FRAGMENT DO PRZECZYTANIA:
-*-*-

Dzisiaj opowiemy wam o rekwizytach w sklepie ze śmiesznymi rzeczami, przedstawimy, na czym polega rosyjska gra w statki oraz zapoznamy was z osobą dziadka-weterana...Przychodzi Krychowiak na pierwszy trening w West Bromwich. Wszyscy dziwnie na niego patrzą. W końcu trener mówi:
- Słuchaj, może jednak założysz dres? Garnitur to sobie zostaw na oficjalną konferencję na jutro.
- Jutro będzie futro.
by danielta1* * * * *
Prowadzę sklep ze śmiesznymi rzeczami. Najśmieszniejsze w tym interesie jest to, kiedy klienci odkrywają, że psie gówna na półkach nie są fałszywkami.
by skijlen* * * * *
Jak Rosjanie grają w statki? Ano tak:
- 0,5!
- Trafiony!
- 0,7!
- Trafiony!
- 1,0!
- Zatopiony.
by Peppone* * * * *
Z naprawianiem czegoś przy użyciu młotka jest jak z biciem teściowej.

-*-*-

DO ZROBIENIA:
**A)** Zwróć każdy wiersz wykazu poniżej, który zawiera ciąg „blue”. Wielkość liter ma znaczenie.
**B)** Rozwiń powyższy tekst z dowcipami, zaczynając od miejsca, w którym się kończy.

(Wpisy wskazujące obiekty z etykietami)
-*-*-

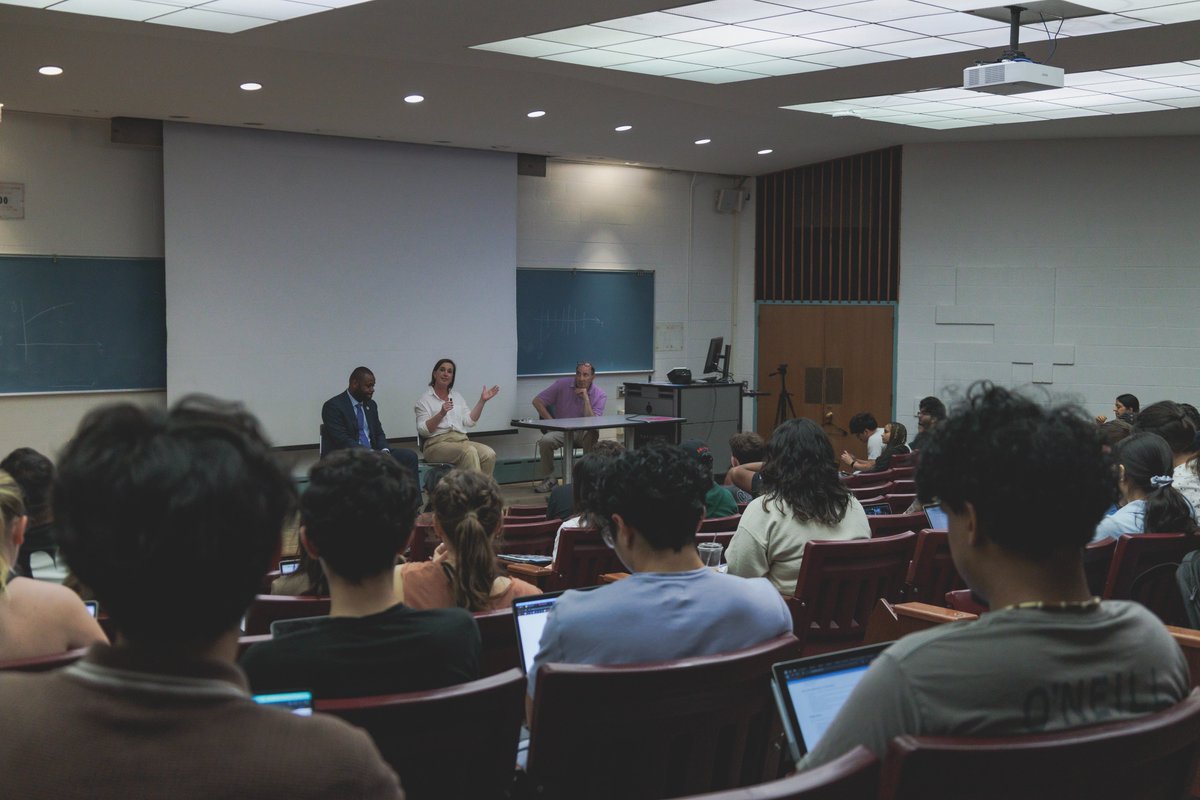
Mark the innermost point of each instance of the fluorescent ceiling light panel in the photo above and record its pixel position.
(801, 24)
(531, 48)
(725, 36)
(864, 36)
(589, 36)
(880, 11)
(210, 20)
(659, 48)
(593, 58)
(931, 108)
(132, 10)
(731, 11)
(655, 23)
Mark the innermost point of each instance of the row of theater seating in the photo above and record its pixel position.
(678, 728)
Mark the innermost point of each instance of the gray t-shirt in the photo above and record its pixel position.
(659, 617)
(1011, 673)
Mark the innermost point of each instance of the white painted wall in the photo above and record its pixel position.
(1073, 265)
(593, 216)
(83, 197)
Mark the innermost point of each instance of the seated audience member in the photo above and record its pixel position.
(745, 447)
(1113, 659)
(895, 437)
(36, 618)
(652, 501)
(309, 579)
(1173, 422)
(172, 518)
(1149, 503)
(35, 474)
(930, 411)
(355, 515)
(718, 500)
(1125, 408)
(803, 499)
(467, 516)
(864, 428)
(561, 504)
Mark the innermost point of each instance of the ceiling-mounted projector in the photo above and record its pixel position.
(1012, 77)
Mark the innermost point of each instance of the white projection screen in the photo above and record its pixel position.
(292, 259)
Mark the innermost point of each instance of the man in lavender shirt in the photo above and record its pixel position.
(565, 398)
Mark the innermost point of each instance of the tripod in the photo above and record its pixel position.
(784, 410)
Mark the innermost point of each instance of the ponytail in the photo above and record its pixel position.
(467, 506)
(12, 506)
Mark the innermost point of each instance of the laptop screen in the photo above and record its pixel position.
(811, 691)
(936, 517)
(531, 614)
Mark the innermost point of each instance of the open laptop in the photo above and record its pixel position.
(531, 614)
(936, 517)
(811, 691)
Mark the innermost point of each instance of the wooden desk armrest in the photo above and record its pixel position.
(528, 570)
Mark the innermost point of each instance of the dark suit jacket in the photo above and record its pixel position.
(341, 427)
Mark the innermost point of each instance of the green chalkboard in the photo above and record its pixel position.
(82, 324)
(564, 317)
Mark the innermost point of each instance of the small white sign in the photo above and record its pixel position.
(12, 200)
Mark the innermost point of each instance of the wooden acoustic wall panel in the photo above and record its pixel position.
(831, 232)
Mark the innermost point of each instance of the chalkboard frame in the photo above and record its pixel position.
(631, 350)
(115, 341)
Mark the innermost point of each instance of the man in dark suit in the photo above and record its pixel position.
(352, 420)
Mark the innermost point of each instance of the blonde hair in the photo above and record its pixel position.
(468, 506)
(12, 505)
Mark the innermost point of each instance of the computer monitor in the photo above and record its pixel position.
(717, 354)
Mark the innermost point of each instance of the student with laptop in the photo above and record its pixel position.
(355, 515)
(172, 518)
(1023, 488)
(671, 606)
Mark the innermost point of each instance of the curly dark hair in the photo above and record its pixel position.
(659, 491)
(358, 511)
(186, 505)
(801, 474)
(1039, 479)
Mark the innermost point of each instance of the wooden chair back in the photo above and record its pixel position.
(1135, 572)
(839, 584)
(1151, 757)
(873, 491)
(43, 663)
(528, 537)
(657, 731)
(460, 741)
(1097, 563)
(933, 572)
(867, 479)
(421, 542)
(268, 608)
(889, 524)
(719, 524)
(581, 559)
(499, 642)
(852, 776)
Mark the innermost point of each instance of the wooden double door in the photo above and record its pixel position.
(839, 361)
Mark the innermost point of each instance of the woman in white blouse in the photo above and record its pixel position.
(443, 419)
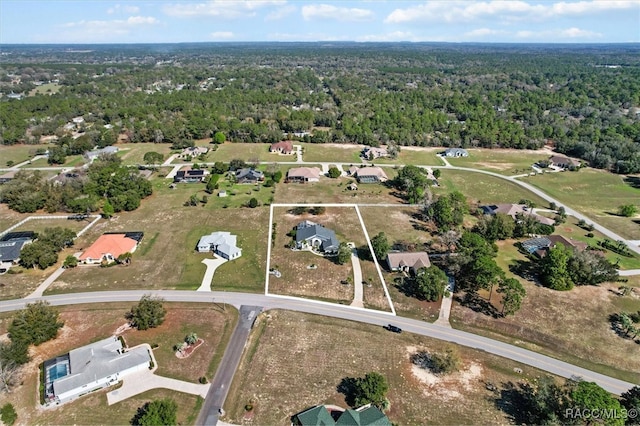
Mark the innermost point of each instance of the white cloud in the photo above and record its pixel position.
(280, 13)
(328, 11)
(126, 9)
(558, 35)
(221, 35)
(101, 30)
(483, 32)
(228, 9)
(509, 10)
(393, 36)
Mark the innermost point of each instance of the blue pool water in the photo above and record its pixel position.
(57, 371)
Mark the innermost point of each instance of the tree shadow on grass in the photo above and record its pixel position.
(478, 304)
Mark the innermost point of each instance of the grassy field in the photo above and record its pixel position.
(596, 193)
(572, 326)
(480, 188)
(414, 155)
(325, 282)
(167, 257)
(335, 191)
(46, 89)
(81, 328)
(503, 161)
(284, 373)
(246, 152)
(18, 153)
(133, 153)
(331, 152)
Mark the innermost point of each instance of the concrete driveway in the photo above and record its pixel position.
(212, 265)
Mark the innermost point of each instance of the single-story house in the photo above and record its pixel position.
(564, 162)
(221, 243)
(9, 176)
(193, 151)
(10, 246)
(514, 209)
(371, 153)
(282, 147)
(92, 367)
(188, 175)
(108, 247)
(408, 261)
(541, 245)
(92, 155)
(320, 415)
(249, 176)
(368, 174)
(455, 152)
(317, 236)
(304, 174)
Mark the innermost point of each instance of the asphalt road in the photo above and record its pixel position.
(219, 389)
(515, 353)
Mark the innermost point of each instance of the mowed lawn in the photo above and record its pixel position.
(481, 188)
(166, 258)
(597, 194)
(295, 361)
(324, 282)
(87, 323)
(18, 153)
(572, 326)
(503, 161)
(244, 151)
(335, 191)
(340, 153)
(133, 153)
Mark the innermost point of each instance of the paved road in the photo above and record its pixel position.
(495, 347)
(219, 389)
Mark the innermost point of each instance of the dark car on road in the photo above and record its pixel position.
(393, 328)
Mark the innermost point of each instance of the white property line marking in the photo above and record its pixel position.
(366, 235)
(375, 261)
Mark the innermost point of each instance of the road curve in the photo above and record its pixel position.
(463, 338)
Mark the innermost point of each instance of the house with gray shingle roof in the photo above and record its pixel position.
(92, 367)
(311, 234)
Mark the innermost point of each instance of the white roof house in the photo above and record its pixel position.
(92, 367)
(221, 243)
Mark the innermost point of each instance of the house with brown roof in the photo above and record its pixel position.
(282, 147)
(303, 174)
(408, 261)
(368, 174)
(108, 247)
(564, 162)
(514, 210)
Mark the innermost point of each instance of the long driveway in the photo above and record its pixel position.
(515, 353)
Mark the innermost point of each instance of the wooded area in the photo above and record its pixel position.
(584, 99)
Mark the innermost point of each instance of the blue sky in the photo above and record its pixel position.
(149, 21)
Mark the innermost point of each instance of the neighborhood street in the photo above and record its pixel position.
(515, 353)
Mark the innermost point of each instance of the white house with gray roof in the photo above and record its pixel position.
(92, 367)
(221, 243)
(311, 234)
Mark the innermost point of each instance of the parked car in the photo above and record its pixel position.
(393, 328)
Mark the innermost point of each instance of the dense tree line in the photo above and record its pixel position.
(583, 99)
(106, 183)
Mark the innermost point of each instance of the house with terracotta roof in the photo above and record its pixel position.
(108, 247)
(303, 174)
(368, 174)
(282, 147)
(408, 261)
(514, 210)
(564, 162)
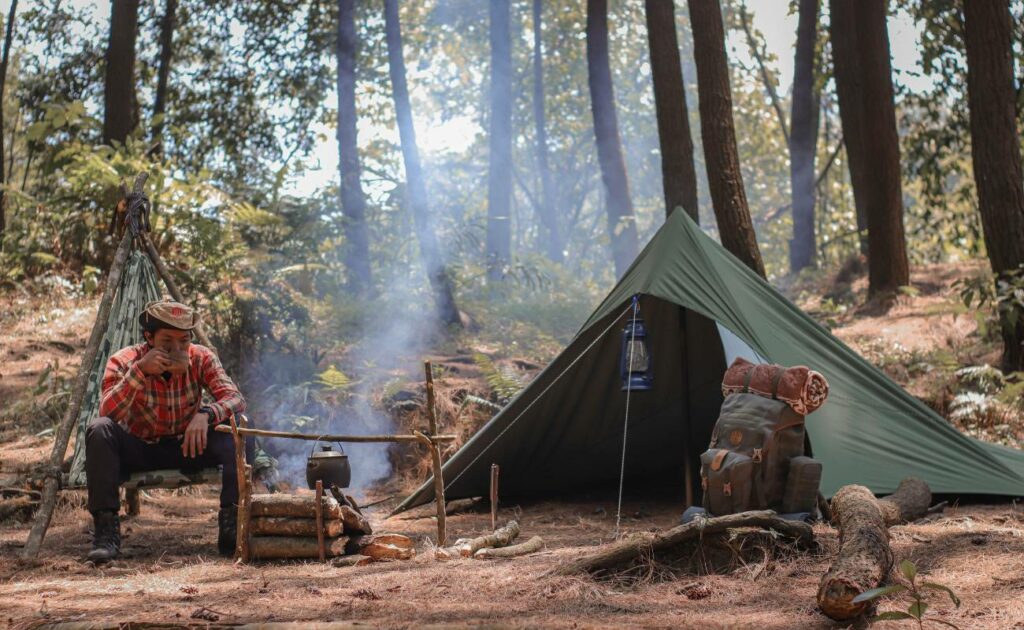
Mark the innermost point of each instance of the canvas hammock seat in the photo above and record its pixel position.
(139, 285)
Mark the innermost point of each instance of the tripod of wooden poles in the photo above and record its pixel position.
(135, 225)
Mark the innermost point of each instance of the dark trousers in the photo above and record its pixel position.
(112, 454)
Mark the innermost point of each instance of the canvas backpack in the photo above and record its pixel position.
(748, 463)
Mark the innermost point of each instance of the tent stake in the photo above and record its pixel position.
(52, 483)
(435, 454)
(494, 497)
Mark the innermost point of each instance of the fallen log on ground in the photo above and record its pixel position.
(466, 547)
(355, 522)
(908, 503)
(351, 560)
(644, 544)
(271, 547)
(382, 547)
(292, 526)
(17, 506)
(532, 545)
(293, 505)
(864, 556)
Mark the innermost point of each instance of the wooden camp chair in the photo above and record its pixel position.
(168, 479)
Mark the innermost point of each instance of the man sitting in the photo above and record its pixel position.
(153, 417)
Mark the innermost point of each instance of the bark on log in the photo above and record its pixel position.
(644, 544)
(16, 507)
(382, 547)
(532, 545)
(351, 560)
(466, 547)
(269, 547)
(864, 556)
(291, 526)
(909, 502)
(355, 523)
(293, 505)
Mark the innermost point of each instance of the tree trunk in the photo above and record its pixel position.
(679, 178)
(719, 135)
(804, 138)
(549, 216)
(440, 283)
(995, 152)
(863, 83)
(120, 102)
(163, 74)
(622, 222)
(353, 204)
(500, 164)
(8, 37)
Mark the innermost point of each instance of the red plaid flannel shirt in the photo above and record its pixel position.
(152, 407)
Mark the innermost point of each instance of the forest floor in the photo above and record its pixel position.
(171, 575)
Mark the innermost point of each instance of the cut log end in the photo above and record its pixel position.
(531, 546)
(864, 557)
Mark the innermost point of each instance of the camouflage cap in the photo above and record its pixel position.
(169, 312)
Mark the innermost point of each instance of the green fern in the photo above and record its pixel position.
(334, 379)
(984, 378)
(505, 383)
(975, 408)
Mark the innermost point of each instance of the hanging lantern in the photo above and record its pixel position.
(635, 363)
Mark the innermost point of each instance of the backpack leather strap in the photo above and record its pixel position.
(776, 377)
(747, 379)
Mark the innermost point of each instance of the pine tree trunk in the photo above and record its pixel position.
(549, 215)
(719, 135)
(863, 82)
(163, 74)
(499, 235)
(679, 178)
(804, 138)
(353, 203)
(622, 222)
(120, 102)
(995, 152)
(8, 37)
(432, 259)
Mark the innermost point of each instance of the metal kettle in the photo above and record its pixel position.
(329, 466)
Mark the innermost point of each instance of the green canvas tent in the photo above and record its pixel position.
(701, 308)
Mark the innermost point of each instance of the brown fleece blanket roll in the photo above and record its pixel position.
(800, 387)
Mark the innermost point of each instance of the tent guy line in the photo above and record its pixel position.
(626, 420)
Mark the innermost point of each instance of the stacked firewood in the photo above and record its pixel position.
(285, 527)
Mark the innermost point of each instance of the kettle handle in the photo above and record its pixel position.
(318, 439)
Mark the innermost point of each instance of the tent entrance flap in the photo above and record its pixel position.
(702, 307)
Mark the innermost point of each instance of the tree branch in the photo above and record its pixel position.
(766, 78)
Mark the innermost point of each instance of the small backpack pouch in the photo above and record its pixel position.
(802, 486)
(726, 477)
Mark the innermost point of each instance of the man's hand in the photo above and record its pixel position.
(195, 442)
(155, 362)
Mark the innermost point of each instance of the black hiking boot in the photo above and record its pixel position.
(227, 528)
(105, 537)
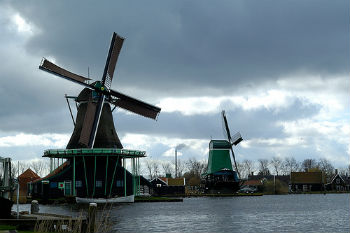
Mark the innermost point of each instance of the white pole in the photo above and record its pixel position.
(17, 190)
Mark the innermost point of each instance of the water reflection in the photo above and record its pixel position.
(285, 213)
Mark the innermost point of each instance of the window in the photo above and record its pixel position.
(120, 183)
(98, 183)
(53, 185)
(78, 184)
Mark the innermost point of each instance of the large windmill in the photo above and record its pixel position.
(220, 177)
(101, 92)
(95, 164)
(237, 138)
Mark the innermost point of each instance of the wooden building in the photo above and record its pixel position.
(95, 173)
(168, 186)
(25, 180)
(307, 181)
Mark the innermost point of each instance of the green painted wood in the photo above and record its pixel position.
(74, 192)
(106, 176)
(115, 169)
(86, 183)
(93, 192)
(219, 156)
(124, 165)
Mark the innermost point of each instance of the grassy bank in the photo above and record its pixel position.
(158, 199)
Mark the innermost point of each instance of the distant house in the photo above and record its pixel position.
(338, 183)
(25, 185)
(168, 186)
(283, 178)
(146, 188)
(256, 184)
(307, 181)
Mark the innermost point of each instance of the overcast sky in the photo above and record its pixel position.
(280, 69)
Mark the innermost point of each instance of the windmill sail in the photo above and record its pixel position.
(135, 105)
(50, 67)
(101, 89)
(113, 54)
(229, 138)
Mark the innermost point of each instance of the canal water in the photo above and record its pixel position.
(269, 213)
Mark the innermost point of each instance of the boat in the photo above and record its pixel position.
(126, 199)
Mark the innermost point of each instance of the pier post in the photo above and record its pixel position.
(92, 217)
(34, 207)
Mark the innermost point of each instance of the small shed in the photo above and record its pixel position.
(337, 183)
(307, 181)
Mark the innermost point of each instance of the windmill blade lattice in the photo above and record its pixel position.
(229, 138)
(101, 90)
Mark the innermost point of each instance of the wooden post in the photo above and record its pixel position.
(74, 193)
(92, 217)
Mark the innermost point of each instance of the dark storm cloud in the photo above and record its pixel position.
(186, 44)
(258, 123)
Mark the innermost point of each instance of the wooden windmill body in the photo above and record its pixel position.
(93, 165)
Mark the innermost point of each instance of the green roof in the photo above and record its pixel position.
(67, 153)
(219, 156)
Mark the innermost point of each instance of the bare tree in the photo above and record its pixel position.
(38, 167)
(180, 168)
(326, 166)
(264, 167)
(195, 166)
(309, 164)
(248, 166)
(18, 167)
(241, 169)
(277, 164)
(155, 166)
(167, 168)
(149, 167)
(290, 165)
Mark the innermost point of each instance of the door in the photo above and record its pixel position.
(67, 188)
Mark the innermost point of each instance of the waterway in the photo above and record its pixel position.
(269, 213)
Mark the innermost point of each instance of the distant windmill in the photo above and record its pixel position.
(219, 176)
(237, 138)
(97, 93)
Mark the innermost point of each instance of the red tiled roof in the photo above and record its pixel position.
(29, 174)
(252, 182)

-*-*-

WYNIKI ZADAŃ:
**A)**
Mark the innermost point of each instance of the blue pool water in the photo above and record its pixel position.
Mark the innermost point of each instance of the blue sky in the photo above and record its pixel position.

**B)**
Oczy podmalujesz. Zęby wybijesz. Żebra połamiesz. A i tak będzie ciągle darła japę.
Lecz przy odrobinie wprawy wystarczy jedno celne uderzenie.
by amiz74* * * * *
Rada dnia:
Jeżeli twoja żona zajdzie w tym tygodniu w ciążę dostaniesz dwa tygodnie urlopu tacierzyńskiego w czasie trwania mistrzostw świata w piłce nożnej.
by spigi* * * * *
- Mosze, podobno wczoraj byłeś na pogrzebie Cyperowicza? I jak było?
- Z tymi brylantami, które miała na sobie, to wdowa powinna była głośniej płakać.
by Peppone
* * * * *
- Tato, nie wiem co chcę robić po skończeniu szkoły.
- Może tak jak ja wejdziesz w biznes cateringowy?
- Przecież ty rozwozisz pizzę..
by skijlen* * * * *
Mój dziadek jest weteranem II wojny światowej. Podczas bitwy o Anglię zniszczył 8 niemieckich samolotów. Zdecydowanie najgorszy mechanik w historii Luftwaffe.
by arendeight* * * * *
- Mamo, a może jutro zrobię generalne porządki w swoim pokoju?
- Nie.
- Mamo, a może jutro pójdę do sklepu, zrobię zakupy, ugotuję obiad?
- Nie.
- Mamo, a może...
- Nie i jeszcze raz nie - jutro idziesz do szkoły.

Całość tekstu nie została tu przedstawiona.